[Collected data entries]
*** Block opens ***
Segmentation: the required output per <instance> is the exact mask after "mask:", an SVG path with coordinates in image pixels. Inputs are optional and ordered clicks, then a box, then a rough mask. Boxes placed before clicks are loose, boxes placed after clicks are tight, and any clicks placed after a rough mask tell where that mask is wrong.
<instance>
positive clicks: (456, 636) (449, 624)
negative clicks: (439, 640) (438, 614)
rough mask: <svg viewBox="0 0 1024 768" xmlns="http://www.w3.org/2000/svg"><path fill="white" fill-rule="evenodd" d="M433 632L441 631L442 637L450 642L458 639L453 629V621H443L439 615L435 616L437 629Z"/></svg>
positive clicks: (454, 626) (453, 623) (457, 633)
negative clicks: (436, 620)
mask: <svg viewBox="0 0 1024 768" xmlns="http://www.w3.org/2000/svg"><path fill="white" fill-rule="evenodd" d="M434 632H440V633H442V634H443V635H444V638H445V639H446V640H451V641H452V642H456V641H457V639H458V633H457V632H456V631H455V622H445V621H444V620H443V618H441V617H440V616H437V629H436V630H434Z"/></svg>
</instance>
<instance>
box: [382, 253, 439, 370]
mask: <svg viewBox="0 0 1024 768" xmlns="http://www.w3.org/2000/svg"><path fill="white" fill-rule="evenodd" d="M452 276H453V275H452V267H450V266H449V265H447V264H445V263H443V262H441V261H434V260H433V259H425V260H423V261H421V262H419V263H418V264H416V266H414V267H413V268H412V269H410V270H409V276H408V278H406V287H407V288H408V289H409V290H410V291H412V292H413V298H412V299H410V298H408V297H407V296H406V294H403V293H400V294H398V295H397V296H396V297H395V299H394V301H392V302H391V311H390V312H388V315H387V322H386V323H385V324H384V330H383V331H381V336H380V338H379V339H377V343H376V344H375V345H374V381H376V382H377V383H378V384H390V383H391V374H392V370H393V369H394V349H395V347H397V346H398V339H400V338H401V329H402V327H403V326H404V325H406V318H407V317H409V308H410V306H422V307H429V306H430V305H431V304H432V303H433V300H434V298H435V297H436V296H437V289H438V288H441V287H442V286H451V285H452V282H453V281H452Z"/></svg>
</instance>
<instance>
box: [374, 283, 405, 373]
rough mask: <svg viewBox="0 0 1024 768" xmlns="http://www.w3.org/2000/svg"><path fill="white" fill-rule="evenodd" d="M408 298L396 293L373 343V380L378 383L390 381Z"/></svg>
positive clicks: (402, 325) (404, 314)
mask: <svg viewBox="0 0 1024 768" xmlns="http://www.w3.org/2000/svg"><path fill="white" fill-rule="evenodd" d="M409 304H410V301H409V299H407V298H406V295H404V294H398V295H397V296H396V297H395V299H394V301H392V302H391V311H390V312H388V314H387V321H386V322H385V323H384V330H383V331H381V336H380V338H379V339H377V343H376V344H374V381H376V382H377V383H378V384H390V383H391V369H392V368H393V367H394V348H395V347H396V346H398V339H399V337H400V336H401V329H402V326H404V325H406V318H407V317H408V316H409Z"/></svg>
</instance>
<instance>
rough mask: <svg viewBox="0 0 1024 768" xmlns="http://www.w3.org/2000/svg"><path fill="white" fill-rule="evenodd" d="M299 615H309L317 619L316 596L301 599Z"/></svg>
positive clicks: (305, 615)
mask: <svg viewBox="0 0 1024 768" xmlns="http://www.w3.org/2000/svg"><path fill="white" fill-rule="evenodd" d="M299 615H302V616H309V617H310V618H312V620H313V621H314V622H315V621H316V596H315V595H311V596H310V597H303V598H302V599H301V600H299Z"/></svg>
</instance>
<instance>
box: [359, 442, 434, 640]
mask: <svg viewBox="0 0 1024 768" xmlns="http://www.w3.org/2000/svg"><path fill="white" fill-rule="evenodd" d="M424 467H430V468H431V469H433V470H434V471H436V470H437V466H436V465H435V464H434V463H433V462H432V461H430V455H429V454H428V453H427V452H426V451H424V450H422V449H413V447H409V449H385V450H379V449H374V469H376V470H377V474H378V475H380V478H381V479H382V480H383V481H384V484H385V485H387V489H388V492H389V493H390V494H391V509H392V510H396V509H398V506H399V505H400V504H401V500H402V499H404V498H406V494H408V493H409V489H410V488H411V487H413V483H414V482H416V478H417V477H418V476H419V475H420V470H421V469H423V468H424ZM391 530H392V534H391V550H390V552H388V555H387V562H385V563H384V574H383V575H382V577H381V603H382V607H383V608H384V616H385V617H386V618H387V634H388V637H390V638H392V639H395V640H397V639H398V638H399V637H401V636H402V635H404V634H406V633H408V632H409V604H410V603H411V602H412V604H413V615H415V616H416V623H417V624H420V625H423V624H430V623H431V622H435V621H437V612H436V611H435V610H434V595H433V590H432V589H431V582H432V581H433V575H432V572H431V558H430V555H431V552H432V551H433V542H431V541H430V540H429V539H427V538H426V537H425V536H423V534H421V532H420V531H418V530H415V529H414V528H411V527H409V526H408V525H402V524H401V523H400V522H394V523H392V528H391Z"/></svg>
*** Block closes ***
— Instructions to follow —
Repeat exactly the lines above, starting with the first line of the records and finishing with the line holding "298L396 293L373 343V380L378". Add no other line.

— Solution for this problem —
Segmentation: the required output per <instance> is the exact mask after "mask:", an SVG path with coordinates in image pixels. Inputs are optional and ordered clicks, then a box, then a rough mask. Boxes placed before clicks are loose, boxes placed after clicks are tight, and any clicks placed after a rough mask tell where that mask is wrong.
<instance>
positive clicks: (456, 636) (449, 624)
negative clicks: (439, 640) (438, 614)
rough mask: <svg viewBox="0 0 1024 768" xmlns="http://www.w3.org/2000/svg"><path fill="white" fill-rule="evenodd" d="M433 632L441 631L442 637L450 642L458 639L453 629V621H443L439 615L435 616L437 629Z"/></svg>
positive clicks: (454, 626) (453, 623) (457, 633)
negative clicks: (436, 620)
mask: <svg viewBox="0 0 1024 768" xmlns="http://www.w3.org/2000/svg"><path fill="white" fill-rule="evenodd" d="M434 632H440V633H442V634H443V635H444V638H445V639H446V640H451V641H452V642H456V641H457V639H458V633H457V632H456V631H455V622H445V621H444V620H443V618H441V617H440V616H437V629H436V630H434Z"/></svg>
</instance>
<instance>
box: [382, 253, 439, 370]
mask: <svg viewBox="0 0 1024 768" xmlns="http://www.w3.org/2000/svg"><path fill="white" fill-rule="evenodd" d="M452 276H453V275H452V267H450V266H449V265H447V264H445V263H443V262H441V261H434V260H433V259H425V260H423V261H421V262H419V263H418V264H416V266H414V267H413V268H412V269H410V270H409V276H408V278H406V287H407V288H408V289H409V290H410V291H412V292H413V298H412V299H410V298H408V297H407V296H406V294H403V293H400V294H398V295H397V296H396V297H395V299H394V301H392V302H391V311H390V312H388V315H387V322H386V323H385V324H384V330H383V331H381V336H380V338H379V339H377V343H376V344H375V345H374V381H376V382H377V383H378V384H390V383H391V374H392V370H393V369H394V349H395V347H397V346H398V339H400V338H401V329H402V327H403V326H404V325H406V318H407V317H409V308H410V306H422V307H429V306H430V305H431V304H432V303H433V300H434V298H435V297H436V296H437V289H438V288H441V287H442V286H451V285H452V282H453V281H452Z"/></svg>
</instance>
<instance>
box: [374, 283, 405, 373]
rough mask: <svg viewBox="0 0 1024 768" xmlns="http://www.w3.org/2000/svg"><path fill="white" fill-rule="evenodd" d="M408 298L396 293L373 343V380L378 383L390 381Z"/></svg>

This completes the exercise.